Try it ->
Your answer should be one number, the count of lines in the entries holding the word "wooden".

** Information provided follows **

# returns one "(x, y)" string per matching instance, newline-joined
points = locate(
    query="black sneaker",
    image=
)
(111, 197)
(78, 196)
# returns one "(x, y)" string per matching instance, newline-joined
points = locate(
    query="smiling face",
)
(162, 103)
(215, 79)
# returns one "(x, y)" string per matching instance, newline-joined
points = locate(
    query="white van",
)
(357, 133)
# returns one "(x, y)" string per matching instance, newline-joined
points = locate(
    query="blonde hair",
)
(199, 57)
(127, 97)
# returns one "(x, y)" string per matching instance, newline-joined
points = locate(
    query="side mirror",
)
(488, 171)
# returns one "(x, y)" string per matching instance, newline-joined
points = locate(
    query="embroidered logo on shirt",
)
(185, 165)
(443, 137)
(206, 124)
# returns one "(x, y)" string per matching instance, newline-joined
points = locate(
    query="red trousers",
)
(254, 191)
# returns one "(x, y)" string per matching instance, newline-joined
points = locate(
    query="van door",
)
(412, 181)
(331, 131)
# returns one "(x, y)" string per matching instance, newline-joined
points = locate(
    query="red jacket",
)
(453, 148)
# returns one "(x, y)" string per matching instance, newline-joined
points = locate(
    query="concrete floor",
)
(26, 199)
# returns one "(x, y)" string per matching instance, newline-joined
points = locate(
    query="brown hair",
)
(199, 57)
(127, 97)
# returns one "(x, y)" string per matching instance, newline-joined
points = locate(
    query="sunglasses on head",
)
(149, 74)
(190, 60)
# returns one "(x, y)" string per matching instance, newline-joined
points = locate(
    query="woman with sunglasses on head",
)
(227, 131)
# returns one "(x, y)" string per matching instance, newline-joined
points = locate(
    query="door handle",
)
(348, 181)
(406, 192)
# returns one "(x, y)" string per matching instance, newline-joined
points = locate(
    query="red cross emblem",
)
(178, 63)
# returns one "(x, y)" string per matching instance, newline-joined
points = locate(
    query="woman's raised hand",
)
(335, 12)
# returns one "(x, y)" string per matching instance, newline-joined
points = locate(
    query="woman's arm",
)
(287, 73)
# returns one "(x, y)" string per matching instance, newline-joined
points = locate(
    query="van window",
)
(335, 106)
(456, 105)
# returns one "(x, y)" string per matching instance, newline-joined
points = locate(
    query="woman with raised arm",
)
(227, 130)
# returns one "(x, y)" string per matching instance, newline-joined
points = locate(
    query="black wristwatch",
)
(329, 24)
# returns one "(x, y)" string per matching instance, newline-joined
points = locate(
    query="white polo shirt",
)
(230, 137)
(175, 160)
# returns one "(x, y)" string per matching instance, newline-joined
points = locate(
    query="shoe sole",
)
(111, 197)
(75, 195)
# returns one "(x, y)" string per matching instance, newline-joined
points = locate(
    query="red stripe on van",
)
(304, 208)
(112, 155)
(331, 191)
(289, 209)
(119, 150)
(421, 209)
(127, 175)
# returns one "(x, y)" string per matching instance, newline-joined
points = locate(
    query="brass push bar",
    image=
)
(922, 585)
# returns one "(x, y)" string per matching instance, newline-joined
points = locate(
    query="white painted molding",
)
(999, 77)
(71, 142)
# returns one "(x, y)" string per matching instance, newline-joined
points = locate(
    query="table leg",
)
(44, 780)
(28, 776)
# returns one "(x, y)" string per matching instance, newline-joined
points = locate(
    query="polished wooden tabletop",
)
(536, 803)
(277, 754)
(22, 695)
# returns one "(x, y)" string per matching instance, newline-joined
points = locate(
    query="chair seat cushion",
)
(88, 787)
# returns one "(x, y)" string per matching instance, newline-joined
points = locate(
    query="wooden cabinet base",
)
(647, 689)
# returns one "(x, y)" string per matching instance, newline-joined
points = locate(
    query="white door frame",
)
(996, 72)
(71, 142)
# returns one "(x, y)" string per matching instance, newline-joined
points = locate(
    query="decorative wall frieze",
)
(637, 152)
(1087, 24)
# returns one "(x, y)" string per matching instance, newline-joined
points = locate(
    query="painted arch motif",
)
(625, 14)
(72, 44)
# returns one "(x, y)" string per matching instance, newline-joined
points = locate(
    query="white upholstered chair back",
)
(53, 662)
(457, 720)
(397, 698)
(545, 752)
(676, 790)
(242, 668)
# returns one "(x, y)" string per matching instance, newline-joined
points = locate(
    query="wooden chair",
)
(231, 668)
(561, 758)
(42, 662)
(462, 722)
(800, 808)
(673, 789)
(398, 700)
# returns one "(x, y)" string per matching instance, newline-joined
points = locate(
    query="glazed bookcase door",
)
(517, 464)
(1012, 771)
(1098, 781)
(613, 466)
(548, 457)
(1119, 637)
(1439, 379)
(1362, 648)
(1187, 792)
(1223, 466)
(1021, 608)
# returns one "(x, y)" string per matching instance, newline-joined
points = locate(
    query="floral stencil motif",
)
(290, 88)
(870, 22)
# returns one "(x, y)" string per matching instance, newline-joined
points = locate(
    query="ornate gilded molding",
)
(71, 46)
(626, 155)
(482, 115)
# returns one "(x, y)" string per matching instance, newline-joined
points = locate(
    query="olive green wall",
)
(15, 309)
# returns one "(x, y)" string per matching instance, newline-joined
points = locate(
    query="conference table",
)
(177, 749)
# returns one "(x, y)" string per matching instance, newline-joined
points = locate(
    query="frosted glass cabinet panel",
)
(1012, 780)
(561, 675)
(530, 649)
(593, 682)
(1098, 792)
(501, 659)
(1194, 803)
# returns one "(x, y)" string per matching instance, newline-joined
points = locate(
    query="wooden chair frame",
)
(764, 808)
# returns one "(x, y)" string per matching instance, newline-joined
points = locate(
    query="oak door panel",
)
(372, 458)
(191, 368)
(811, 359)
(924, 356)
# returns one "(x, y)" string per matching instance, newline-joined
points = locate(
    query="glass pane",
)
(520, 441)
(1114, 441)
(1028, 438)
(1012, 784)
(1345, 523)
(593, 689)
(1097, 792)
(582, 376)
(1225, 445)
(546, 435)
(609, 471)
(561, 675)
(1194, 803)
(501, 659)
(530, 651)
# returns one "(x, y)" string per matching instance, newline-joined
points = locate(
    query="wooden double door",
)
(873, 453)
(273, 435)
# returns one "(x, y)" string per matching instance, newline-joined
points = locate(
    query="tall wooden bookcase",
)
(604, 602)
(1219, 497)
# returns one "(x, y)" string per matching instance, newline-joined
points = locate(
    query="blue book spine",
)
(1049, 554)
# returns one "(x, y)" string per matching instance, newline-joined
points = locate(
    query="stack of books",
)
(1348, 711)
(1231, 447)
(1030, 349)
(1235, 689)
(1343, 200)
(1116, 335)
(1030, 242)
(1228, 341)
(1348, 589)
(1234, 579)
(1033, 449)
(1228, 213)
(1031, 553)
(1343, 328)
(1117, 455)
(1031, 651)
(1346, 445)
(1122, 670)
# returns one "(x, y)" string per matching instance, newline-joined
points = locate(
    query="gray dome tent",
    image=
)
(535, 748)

** End of Information provided **

Solution ->
6